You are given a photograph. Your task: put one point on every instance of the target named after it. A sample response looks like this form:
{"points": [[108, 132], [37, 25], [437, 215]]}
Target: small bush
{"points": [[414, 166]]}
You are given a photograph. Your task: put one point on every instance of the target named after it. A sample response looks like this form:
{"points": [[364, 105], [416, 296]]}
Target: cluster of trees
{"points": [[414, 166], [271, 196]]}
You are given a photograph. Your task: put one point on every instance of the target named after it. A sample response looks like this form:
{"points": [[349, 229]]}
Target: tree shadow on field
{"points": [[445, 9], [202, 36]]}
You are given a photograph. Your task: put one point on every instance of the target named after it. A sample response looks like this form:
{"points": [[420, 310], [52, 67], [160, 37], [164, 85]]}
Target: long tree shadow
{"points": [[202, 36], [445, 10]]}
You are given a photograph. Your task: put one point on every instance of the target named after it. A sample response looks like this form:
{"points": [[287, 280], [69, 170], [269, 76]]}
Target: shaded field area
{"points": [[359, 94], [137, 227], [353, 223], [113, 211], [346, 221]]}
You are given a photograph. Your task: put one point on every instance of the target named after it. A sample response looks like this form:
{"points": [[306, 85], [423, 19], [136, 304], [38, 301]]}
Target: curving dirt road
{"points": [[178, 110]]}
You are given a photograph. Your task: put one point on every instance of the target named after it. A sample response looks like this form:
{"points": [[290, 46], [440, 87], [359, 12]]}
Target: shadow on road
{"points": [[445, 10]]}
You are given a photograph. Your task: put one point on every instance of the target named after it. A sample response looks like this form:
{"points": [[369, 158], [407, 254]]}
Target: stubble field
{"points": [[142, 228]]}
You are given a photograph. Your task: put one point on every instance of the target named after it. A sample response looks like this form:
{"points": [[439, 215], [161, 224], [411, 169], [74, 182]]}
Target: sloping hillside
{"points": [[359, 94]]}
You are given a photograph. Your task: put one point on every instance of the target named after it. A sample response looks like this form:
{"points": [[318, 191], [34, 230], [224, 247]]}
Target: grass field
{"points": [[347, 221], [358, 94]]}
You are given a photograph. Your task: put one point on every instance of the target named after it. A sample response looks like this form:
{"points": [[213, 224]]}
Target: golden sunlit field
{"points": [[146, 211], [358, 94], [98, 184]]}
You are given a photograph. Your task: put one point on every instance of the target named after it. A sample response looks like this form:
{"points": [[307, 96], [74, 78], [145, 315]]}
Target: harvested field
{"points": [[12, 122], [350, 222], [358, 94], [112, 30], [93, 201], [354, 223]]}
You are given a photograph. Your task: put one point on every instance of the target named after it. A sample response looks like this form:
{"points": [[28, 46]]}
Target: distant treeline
* * * * * * *
**WHAT THE TASK REQUIRES**.
Copy out each line from the entries above that contains the word "shadow".

**CORRECT RESULT**.
Target: tree shadow on field
Target: long tree shadow
Target: shadow on road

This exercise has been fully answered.